## [Task objective]
Swap "dangling earring" for "drop earring" in the data below, starting at the line containing "Objective — a point for each instance of the silver sequin" and ending at the last line of the data, and give only those lines with nothing else altered.

-------- Supplied material

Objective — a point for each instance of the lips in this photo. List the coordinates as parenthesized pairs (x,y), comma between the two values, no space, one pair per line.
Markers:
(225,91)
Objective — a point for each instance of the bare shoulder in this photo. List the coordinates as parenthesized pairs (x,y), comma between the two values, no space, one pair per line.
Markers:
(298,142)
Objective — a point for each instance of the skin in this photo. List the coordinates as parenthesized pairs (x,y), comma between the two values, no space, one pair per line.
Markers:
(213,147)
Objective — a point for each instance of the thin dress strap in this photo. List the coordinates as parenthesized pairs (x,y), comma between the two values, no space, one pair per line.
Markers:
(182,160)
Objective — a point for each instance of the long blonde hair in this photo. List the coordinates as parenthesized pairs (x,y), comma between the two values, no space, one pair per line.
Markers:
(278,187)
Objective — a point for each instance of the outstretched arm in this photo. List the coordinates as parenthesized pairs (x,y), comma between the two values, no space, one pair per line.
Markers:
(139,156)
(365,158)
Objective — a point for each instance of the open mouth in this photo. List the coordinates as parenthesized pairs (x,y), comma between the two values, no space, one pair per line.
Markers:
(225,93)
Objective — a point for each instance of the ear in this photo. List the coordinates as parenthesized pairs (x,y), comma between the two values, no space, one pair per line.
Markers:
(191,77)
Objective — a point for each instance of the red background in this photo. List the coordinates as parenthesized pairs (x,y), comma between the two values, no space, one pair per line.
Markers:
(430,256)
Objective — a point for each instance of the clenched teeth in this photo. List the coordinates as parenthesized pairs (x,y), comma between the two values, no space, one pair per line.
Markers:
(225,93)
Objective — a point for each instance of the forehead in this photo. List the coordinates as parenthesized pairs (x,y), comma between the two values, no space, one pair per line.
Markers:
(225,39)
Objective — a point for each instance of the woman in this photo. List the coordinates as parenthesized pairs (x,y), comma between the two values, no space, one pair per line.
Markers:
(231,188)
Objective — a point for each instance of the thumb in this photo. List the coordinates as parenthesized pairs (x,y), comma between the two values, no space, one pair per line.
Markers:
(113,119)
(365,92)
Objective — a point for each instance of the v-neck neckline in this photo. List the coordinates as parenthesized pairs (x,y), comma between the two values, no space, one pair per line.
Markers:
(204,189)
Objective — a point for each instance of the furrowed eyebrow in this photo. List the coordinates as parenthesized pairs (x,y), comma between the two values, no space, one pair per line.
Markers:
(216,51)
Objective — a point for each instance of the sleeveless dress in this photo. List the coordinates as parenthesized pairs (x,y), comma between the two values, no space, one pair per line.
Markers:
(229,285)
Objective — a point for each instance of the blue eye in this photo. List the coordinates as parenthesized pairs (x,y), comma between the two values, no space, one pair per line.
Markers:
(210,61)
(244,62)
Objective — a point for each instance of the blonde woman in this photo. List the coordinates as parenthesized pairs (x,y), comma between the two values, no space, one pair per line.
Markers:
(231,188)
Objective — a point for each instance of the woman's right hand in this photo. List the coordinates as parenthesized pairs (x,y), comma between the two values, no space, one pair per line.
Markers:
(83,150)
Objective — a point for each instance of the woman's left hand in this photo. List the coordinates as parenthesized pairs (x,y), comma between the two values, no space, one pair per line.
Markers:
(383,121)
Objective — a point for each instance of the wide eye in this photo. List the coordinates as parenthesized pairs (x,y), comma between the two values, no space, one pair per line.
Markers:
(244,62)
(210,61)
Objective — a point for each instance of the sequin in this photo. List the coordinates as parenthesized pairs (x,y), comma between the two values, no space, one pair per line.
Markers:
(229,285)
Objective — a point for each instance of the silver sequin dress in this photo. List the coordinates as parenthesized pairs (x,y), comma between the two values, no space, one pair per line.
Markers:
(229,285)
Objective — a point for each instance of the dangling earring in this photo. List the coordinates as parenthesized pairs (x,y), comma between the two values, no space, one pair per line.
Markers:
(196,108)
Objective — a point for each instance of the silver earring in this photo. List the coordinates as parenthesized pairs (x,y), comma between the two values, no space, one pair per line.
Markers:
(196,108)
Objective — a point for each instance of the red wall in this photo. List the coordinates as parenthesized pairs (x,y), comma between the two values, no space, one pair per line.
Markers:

----------------

## [Answer to this problem]
Objective — a point for each instance of the silver sequin dress in this photo. List the coordinates as parenthesized pairs (x,y), comma between the two values, no space, one pair per line.
Markers:
(229,285)
Objective — a point for each instance of the drop earring in this photo. List the coordinates as parenthesized pairs (x,y), comma between the two values, no space, one pair per line.
Markers:
(196,108)
Objective — a point for each instance of the silver earring in this photo. List the coordinates as parenthesized pairs (x,y), comma between the two values, no space, one pair per line.
Markers:
(196,108)
Objective — a point for each instance of the red wall in this photo. List the coordinates as parenthesized pairs (x,y), comma between the two values, no space, one pair per line.
Markers:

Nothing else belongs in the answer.